_Page_.
# # #

Last year, the City Council approved a 6.6 percent “deficit reduction surcharge,” bringing the total tax increase for the year to 14.5 percent. The $83.4 million budget the council approved in May for fiscal 2013-14 includes a 1.5 percent tax increase, which is below the state’s tax cap of 2.19 percent.

Mandel and his running mates attributed the increases to “the extreme financial mismanagement that the prior administration kept secret from residents.” They insist that the city is in much better financial condition than it was two years ago, when they took over, after four years of Republican “mismanagement.” The city lifted its declaration of a fiscal crisis last month, after Moody’s Investors Service revised its Baa3 credit rating outlook from negative to stable, citing the current administration’s “improved financial controls and policies leading to two balanced budgets.”

Mandel also said that the recently approved contract with the PBA — a compounded 22.7 percent increase that includes five years of retroactive pay and incremental hikes through fiscal year 2014 — brought an end to years of costly contract negotiations. Last year, the City Council voted to give an arbitrator the authority to decide on a seven-year deal, retroactive to 2008 and running through June 30, 2015.

“We came in after the CSEA was awarded their contract and the PBA contract was decided by an arbitrator,” Mandel said.

In a statement, Franceschini, Jachniewicz and Walsh emphasized that they are not anti-union, but that elected officials should not be beholden to any special interest group. “We have seen too many sweetheart deals that have been made at the taxpayers’ expense,” the statement said. “We are running as independent, reform-minded candidates and as such we feel it’s important to take this position for the residents of the city.”

They told the Herald that they are committed to the city’s recovery. If elected, they said, they would evaluate the city’s post-storm projects, and they criticized the administration for placing too much emphasis on the boardwalk instead of critical infrastructure, saying that the city is not prepared for another major storm.

# # #

_Provided material_.
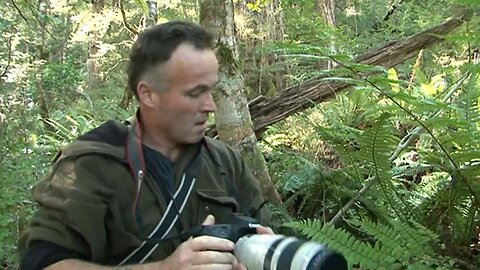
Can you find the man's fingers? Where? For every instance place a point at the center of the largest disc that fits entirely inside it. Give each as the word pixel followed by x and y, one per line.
pixel 213 267
pixel 211 243
pixel 239 266
pixel 209 220
pixel 264 230
pixel 215 257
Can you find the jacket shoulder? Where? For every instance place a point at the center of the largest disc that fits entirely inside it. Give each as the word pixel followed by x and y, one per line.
pixel 107 139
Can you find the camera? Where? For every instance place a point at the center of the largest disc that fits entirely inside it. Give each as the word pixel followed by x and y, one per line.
pixel 272 252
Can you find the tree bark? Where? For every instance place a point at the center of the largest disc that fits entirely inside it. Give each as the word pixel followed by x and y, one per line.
pixel 92 61
pixel 327 9
pixel 274 15
pixel 149 20
pixel 297 98
pixel 43 55
pixel 232 117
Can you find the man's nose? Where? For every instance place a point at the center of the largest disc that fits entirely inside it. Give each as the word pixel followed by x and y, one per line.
pixel 209 103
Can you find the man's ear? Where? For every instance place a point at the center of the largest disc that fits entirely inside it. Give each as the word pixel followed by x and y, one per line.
pixel 145 94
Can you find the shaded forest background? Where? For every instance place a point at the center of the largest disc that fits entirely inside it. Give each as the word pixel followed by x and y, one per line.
pixel 385 171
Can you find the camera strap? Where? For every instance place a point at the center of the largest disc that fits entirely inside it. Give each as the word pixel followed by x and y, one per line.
pixel 171 216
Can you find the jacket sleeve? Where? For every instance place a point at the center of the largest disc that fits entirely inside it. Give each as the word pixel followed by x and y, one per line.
pixel 72 205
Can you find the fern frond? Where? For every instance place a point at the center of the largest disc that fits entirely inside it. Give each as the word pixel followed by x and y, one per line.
pixel 355 251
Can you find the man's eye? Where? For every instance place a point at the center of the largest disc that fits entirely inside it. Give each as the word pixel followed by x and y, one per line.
pixel 194 94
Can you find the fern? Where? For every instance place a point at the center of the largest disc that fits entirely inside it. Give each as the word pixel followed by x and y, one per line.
pixel 396 244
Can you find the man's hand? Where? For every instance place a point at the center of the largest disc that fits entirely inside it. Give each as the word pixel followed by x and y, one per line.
pixel 264 230
pixel 203 252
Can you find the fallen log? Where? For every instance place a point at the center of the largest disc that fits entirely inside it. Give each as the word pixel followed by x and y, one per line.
pixel 267 111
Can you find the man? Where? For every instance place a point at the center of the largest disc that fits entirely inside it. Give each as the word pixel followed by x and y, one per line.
pixel 119 194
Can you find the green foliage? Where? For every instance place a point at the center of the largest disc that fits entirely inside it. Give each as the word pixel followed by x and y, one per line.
pixel 396 245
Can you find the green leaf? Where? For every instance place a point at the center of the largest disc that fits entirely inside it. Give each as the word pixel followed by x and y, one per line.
pixel 142 4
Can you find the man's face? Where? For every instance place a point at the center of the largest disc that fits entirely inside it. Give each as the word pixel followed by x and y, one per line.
pixel 180 112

# # #

_Given problem 1_.
From the city finance passage, write out the text starting at "Mandel also said" and ending at "June 30, 2015.".
_Given problem 2_.
Condense the paragraph of the city finance passage that opens with "Mandel also said that the recently approved contract," keeping its main facts.

_Written reply 1_.
Mandel also said that the recently approved contract with the PBA — a compounded 22.7 percent increase that includes five years of retroactive pay and incremental hikes through fiscal year 2014 — brought an end to years of costly contract negotiations. Last year, the City Council voted to give an arbitrator the authority to decide on a seven-year deal, retroactive to 2008 and running through June 30, 2015.

_Written reply 2_.
Mandel said the recently approved PBA contract ended years of costly contract negotiations. The contract is a compounded 22.7 percent increase with five years of retroactive pay and incremental hikes through fiscal year 2014. Last year, the City Council let an arbitrator decide on a seven-year deal, retroactive to 2008 and running through June 30, 2015.